» **Data to process**:
[BEGIN]
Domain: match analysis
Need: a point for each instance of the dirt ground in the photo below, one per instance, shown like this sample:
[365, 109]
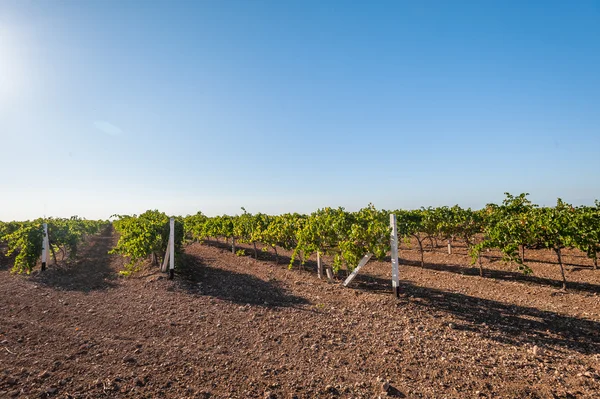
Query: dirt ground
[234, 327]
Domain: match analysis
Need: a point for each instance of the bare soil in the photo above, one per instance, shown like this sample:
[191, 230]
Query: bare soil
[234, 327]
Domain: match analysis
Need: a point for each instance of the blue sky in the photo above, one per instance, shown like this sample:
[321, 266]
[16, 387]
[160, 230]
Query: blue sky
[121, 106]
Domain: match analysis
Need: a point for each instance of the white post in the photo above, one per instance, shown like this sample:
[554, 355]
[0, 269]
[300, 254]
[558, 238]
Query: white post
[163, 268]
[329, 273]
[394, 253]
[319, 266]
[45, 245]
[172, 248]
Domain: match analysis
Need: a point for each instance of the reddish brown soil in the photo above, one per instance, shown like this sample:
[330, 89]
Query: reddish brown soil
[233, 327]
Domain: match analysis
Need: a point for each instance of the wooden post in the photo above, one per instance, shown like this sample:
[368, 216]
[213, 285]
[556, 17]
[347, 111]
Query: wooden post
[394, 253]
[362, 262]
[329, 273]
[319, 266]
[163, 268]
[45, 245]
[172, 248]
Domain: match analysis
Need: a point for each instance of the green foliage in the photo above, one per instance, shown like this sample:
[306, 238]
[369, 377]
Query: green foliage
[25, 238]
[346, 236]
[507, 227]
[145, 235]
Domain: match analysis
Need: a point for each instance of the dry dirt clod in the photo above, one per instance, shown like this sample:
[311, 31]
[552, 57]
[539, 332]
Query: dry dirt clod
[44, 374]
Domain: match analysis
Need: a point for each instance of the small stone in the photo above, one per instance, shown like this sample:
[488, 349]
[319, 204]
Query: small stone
[END]
» **Exercise goal**:
Without the pictures, retype the whole of the material above exactly.

» **Full output**:
Domain: match analysis
Need: a point for each instance of the dirt ground in the photo below, one per instance, shown like this sample:
[365, 109]
Query: dirt ground
[234, 327]
Domain: match analysis
Need: a point for each instance of the bare soil in the photo above, one per instance, shown like this sample:
[191, 230]
Query: bare soil
[234, 327]
Domain: match analysis
Need: a point for each instance of the blue sky in the photo above, one per instance, shown like this sample:
[321, 266]
[16, 387]
[160, 230]
Query: blue sky
[121, 106]
Domain: match analysis
Need: a point for each instance of the white post in the photo above, one per instance, shown like this sample:
[554, 355]
[0, 269]
[300, 254]
[558, 238]
Query: white post
[163, 268]
[329, 273]
[394, 253]
[319, 266]
[45, 245]
[172, 248]
Domain: match analysis
Need: a point for each instance of the reddish brown soil in the photo above, one per instance, shown like this sample:
[330, 89]
Query: reddish brown soil
[233, 327]
Domain: match analysis
Need: a point for each instance of the wooden post in the photo above, one per instance, shown like this sample:
[368, 216]
[213, 285]
[556, 17]
[347, 111]
Query: wooden post
[394, 253]
[362, 262]
[329, 273]
[319, 266]
[163, 268]
[45, 245]
[172, 248]
Domain: match analysis
Need: a point for each instance of the green foliage in the photo above, one per instance, shown like this sample:
[306, 238]
[369, 377]
Query: green foliage
[25, 238]
[346, 236]
[507, 227]
[145, 235]
Domain: match analysis
Need: a point for each instance of the dry dirt clod in the photo above, one per instance, shown like this sample:
[311, 31]
[552, 57]
[539, 332]
Query: dry dirt clod
[44, 374]
Domain: match analysis
Need: a point for each instance of the small stone in the photo above, one per instance, shown like this sample:
[488, 349]
[319, 204]
Query: small stone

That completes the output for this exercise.